* Start Material to process *

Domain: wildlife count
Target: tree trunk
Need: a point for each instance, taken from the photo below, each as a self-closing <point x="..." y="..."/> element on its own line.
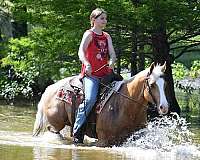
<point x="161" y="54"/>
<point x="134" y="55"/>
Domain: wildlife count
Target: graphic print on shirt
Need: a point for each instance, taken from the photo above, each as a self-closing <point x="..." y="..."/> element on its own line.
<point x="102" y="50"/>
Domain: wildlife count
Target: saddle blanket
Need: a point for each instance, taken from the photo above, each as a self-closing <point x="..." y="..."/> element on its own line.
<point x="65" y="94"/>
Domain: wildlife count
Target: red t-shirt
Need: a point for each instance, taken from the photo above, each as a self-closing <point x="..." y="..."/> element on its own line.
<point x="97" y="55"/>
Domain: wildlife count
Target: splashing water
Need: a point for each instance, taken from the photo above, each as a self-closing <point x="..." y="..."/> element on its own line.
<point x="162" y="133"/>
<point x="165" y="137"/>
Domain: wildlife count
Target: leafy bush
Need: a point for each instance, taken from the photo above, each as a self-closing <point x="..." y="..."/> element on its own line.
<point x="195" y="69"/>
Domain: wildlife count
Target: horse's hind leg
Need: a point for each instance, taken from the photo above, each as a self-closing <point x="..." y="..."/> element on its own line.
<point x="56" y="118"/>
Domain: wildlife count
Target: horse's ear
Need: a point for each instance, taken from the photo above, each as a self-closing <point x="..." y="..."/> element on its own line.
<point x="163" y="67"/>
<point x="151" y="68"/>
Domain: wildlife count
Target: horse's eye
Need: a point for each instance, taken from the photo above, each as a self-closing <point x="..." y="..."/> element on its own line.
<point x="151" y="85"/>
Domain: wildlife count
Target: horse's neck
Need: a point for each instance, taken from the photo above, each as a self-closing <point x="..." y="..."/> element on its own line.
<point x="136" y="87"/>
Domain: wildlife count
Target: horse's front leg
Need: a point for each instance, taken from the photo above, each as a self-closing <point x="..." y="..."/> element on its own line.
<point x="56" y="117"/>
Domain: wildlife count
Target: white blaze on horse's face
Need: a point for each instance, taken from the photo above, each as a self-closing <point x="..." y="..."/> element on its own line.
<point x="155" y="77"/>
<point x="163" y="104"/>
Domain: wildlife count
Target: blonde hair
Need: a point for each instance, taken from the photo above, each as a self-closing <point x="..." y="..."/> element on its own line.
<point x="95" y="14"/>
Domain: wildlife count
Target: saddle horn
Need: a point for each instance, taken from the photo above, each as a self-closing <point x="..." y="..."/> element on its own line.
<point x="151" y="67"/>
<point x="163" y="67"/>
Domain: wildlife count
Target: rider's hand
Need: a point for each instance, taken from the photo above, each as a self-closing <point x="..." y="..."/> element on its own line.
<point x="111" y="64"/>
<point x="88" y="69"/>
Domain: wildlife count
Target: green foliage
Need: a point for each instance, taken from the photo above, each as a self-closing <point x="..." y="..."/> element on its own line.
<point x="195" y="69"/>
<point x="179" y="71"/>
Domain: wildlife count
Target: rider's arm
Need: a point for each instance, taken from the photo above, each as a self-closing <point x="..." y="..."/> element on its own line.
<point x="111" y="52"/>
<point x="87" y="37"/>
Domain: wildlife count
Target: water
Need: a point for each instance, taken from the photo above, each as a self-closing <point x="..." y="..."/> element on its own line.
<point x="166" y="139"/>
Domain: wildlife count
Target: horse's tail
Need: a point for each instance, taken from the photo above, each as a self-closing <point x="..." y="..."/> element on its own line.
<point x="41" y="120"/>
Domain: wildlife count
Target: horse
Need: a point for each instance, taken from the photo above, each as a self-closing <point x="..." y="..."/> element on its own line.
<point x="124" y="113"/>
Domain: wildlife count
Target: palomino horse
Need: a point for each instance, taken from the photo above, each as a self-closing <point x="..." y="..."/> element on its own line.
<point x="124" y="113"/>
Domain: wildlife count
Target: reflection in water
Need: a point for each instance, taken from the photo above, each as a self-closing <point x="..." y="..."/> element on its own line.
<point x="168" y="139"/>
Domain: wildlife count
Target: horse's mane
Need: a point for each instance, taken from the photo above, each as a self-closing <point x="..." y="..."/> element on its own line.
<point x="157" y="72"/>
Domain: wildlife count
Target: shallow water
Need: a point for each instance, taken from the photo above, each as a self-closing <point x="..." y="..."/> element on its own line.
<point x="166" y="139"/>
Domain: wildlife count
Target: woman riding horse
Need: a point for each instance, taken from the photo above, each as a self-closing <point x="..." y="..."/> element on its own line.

* End Material to process *
* Start Material to process *

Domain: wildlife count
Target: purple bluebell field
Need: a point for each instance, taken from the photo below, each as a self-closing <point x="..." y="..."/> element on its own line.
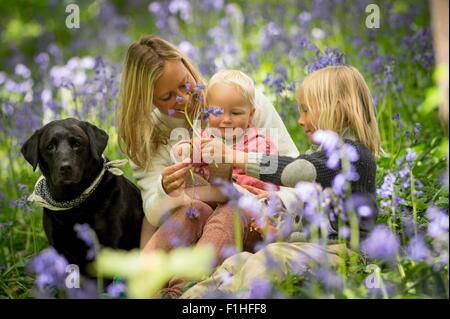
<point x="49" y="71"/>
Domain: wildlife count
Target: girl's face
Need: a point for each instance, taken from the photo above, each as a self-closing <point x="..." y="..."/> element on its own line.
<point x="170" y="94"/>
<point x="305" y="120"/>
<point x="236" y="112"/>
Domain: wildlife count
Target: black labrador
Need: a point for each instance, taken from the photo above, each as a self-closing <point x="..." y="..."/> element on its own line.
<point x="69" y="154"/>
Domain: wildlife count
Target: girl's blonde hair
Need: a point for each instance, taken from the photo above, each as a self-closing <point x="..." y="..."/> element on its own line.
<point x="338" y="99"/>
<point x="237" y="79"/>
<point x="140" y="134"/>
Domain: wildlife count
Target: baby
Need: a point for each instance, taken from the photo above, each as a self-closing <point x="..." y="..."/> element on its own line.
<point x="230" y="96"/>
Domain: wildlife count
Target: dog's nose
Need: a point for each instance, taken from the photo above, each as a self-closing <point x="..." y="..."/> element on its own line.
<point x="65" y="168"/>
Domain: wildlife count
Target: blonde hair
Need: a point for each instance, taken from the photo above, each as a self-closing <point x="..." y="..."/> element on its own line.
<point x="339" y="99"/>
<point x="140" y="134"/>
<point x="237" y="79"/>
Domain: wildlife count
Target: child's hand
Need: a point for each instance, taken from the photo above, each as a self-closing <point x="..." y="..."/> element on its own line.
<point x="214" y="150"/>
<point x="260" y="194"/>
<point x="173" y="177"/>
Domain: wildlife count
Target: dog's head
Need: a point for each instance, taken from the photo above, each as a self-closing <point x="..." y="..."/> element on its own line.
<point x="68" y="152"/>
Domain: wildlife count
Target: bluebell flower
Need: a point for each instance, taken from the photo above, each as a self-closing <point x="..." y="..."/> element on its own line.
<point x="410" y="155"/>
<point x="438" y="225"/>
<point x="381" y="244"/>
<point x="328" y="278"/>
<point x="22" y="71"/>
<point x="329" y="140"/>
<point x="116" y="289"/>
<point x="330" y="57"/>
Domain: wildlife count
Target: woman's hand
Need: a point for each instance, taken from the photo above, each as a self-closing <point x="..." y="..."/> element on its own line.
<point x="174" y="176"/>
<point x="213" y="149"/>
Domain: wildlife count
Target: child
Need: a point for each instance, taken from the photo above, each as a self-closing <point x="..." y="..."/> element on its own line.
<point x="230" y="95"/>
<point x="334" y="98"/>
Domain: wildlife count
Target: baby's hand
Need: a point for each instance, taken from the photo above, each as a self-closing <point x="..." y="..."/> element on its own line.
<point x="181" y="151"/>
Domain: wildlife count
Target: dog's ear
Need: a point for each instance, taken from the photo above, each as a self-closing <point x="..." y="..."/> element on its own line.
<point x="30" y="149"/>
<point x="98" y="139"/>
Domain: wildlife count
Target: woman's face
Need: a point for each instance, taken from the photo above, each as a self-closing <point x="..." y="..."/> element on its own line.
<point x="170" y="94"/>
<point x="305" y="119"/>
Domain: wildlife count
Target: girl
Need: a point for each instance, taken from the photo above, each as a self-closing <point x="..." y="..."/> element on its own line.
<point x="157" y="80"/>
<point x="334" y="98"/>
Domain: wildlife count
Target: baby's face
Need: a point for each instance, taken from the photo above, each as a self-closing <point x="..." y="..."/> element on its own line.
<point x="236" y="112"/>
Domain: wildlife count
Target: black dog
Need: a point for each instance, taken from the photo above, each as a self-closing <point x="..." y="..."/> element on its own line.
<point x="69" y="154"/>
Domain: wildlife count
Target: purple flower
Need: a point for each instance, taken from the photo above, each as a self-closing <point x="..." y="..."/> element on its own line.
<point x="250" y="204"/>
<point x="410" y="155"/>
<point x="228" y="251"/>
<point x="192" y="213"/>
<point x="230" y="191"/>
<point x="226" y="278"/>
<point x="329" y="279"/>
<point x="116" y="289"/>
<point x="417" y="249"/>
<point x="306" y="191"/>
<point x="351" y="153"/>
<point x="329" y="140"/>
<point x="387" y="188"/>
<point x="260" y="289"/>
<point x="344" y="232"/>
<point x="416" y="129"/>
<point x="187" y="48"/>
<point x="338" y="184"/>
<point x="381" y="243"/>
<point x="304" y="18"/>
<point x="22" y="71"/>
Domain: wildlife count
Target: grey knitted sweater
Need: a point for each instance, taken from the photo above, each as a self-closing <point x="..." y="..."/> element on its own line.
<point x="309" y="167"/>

* End Material to process *

How many lines of the material above contain the string "purple"? Case counts. Give only the number.

*Task solution*: 2